DO THIS.
Copy the material verbatim, from the line containing "Phrase: colored stripe graphic" through the final line of the material, both ends included.

Stored items:
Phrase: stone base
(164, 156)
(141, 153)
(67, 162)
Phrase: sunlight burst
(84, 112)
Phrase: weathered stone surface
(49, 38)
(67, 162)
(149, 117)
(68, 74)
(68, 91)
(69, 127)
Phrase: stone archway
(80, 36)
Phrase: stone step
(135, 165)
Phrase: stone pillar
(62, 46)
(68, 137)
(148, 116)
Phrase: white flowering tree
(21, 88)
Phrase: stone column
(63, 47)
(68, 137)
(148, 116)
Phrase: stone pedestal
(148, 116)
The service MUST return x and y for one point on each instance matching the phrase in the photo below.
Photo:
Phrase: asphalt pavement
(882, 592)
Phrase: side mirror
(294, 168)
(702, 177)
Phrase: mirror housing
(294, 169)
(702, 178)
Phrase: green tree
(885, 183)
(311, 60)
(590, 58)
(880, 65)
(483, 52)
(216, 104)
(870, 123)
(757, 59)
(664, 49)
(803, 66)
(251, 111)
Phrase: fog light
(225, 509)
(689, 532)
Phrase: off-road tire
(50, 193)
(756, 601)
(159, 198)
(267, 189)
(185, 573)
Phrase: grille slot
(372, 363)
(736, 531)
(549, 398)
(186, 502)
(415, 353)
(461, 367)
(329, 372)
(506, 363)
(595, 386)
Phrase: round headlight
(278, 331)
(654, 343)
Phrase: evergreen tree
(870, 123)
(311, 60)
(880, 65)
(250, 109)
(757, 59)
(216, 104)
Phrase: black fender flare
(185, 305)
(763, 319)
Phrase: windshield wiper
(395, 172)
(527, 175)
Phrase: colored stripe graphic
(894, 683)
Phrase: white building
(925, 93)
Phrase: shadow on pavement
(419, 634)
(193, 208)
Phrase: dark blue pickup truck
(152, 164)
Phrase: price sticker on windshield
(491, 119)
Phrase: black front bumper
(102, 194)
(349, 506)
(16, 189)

ANSWER TO THIS PROBLEM.
Phrase: colored stripe graphic
(894, 683)
Phrase: white building
(925, 93)
Phrase: shadow on pavement
(419, 634)
(193, 208)
Phrase: dark blue pickup truck
(152, 164)
Phrase: price sticker on windshield
(491, 119)
Phrase: black front bumper
(102, 194)
(349, 506)
(16, 189)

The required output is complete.